◆ **Short task**
All of the material below is to be restated word for word, apart from the pictures.

Part of a data file:
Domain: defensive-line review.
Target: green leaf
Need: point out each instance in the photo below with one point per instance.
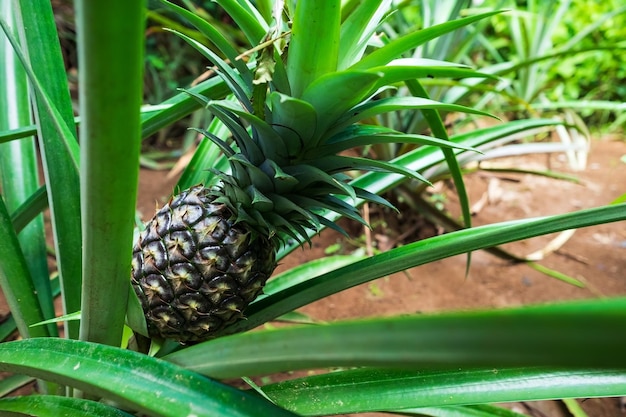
(294, 119)
(349, 88)
(133, 380)
(427, 156)
(15, 281)
(367, 390)
(247, 17)
(19, 171)
(53, 406)
(314, 46)
(233, 79)
(547, 335)
(214, 36)
(399, 46)
(57, 142)
(390, 104)
(419, 253)
(182, 104)
(110, 54)
(13, 382)
(307, 271)
(357, 30)
(484, 410)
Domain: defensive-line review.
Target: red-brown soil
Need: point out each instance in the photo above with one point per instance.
(595, 255)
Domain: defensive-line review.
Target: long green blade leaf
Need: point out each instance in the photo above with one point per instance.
(367, 390)
(110, 40)
(15, 281)
(137, 381)
(54, 406)
(314, 47)
(55, 121)
(19, 172)
(550, 335)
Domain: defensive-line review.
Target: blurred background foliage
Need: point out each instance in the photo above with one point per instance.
(535, 38)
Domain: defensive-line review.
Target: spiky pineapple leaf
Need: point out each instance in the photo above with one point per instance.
(361, 390)
(411, 68)
(267, 139)
(308, 175)
(357, 30)
(399, 46)
(348, 88)
(247, 18)
(214, 36)
(337, 145)
(240, 134)
(54, 405)
(340, 163)
(314, 46)
(74, 363)
(293, 119)
(241, 89)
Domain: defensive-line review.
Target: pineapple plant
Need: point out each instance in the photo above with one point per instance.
(300, 105)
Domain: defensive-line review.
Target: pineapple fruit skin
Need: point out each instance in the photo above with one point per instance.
(194, 270)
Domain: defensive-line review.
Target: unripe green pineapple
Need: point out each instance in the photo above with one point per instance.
(208, 253)
(194, 270)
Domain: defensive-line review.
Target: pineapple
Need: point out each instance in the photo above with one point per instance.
(208, 253)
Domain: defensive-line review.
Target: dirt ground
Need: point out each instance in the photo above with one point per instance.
(595, 255)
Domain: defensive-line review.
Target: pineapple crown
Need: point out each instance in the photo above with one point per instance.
(301, 105)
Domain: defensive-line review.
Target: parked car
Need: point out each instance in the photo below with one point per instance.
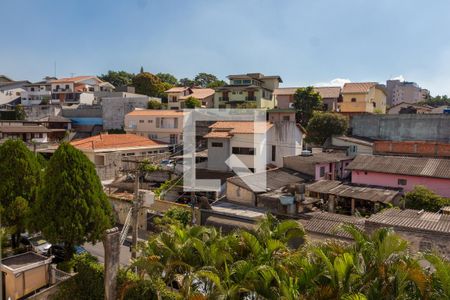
(59, 252)
(35, 243)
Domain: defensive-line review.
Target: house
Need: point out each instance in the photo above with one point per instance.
(177, 95)
(24, 274)
(404, 92)
(412, 148)
(160, 125)
(107, 150)
(238, 138)
(349, 144)
(402, 172)
(409, 108)
(331, 96)
(348, 199)
(38, 93)
(251, 90)
(363, 97)
(76, 90)
(115, 105)
(321, 165)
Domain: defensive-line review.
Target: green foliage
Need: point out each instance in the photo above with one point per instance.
(71, 207)
(437, 101)
(167, 78)
(19, 172)
(20, 112)
(117, 78)
(153, 104)
(192, 102)
(323, 125)
(306, 102)
(422, 198)
(148, 84)
(204, 79)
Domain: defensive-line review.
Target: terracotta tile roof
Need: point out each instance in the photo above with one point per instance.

◆ **Problem solution**
Domain: defensive-line review.
Target: green leaf
Need: point out each instance in the photo below with one point per instance.
(294, 119)
(349, 88)
(133, 380)
(427, 156)
(15, 281)
(367, 390)
(247, 17)
(19, 171)
(53, 406)
(314, 46)
(233, 79)
(547, 335)
(214, 36)
(399, 46)
(57, 142)
(390, 104)
(419, 253)
(182, 104)
(110, 54)
(13, 382)
(307, 271)
(357, 30)
(484, 410)
Domain: defensive-line review.
Target: red-brown soil
Need: point out each instance in the photo above with one point per instance.
(595, 255)
Domain: defensive-line review.
Target: long green blade leaf
Need: point out each instance in the photo above with one point per instance.
(367, 390)
(110, 40)
(15, 281)
(137, 381)
(54, 406)
(314, 47)
(55, 121)
(19, 172)
(550, 335)
Domain: defensive-line review.
Target: blurred background foliage
Need: point out each instance in the photo above with one point per instance.
(535, 38)
Domain: defensive-line review.
Target: spiky pineapple leaf
Need: point out each instance in the photo above with one point per instance.
(361, 390)
(411, 68)
(267, 139)
(308, 175)
(357, 30)
(399, 46)
(348, 88)
(247, 18)
(214, 36)
(337, 145)
(240, 134)
(54, 405)
(340, 163)
(314, 46)
(74, 363)
(293, 119)
(241, 89)
Domain: defensive-line review.
Target: pineapple plant
Need: point out each instance in the photo above with one point per instance.
(300, 105)
Domain: defensive-line review.
Target: pineapple fruit skin
Need: point out each instance in the photo above with one point per instance.
(194, 270)
Domain: defensive-line review.
Target: unripe green pineapple
Need: point out each instance in the photo above with one point per instance.
(208, 253)
(194, 270)
Domain: defensive-line review.
Target: pineapple
Need: point out each instance in the photo above with one point per instance.
(208, 253)
Domain: defensive-line review.
Target: dirt ground
Need: point out each instance in the photo above with one point per instance.
(595, 255)
Domain: defensive-line review.
Target: pineapple crown
Need: point out each instance in the photo above with one point per instance.
(301, 105)
Domain: defensive-line review.
Target: parked car
Need: point out each instance in the photo below with one point per instance.
(59, 252)
(35, 243)
Domain: defensive-line review.
Target: house
Need: point out each instance in the photo above with one point per instance.
(177, 95)
(24, 274)
(404, 92)
(412, 148)
(160, 125)
(107, 150)
(238, 138)
(349, 144)
(402, 172)
(409, 108)
(331, 96)
(348, 199)
(38, 93)
(251, 90)
(363, 97)
(76, 90)
(115, 105)
(321, 165)
Domain: defensive-line review.
Target: green foliage
Need: point out each instance in the photo above with one point per instance.
(71, 207)
(437, 101)
(167, 78)
(19, 172)
(20, 112)
(117, 78)
(153, 104)
(192, 102)
(323, 125)
(306, 102)
(422, 198)
(148, 84)
(204, 79)
Domain: defensive-line review.
Target: terracotta tile roof
Need: point out each instance in the photo above with one point per instance.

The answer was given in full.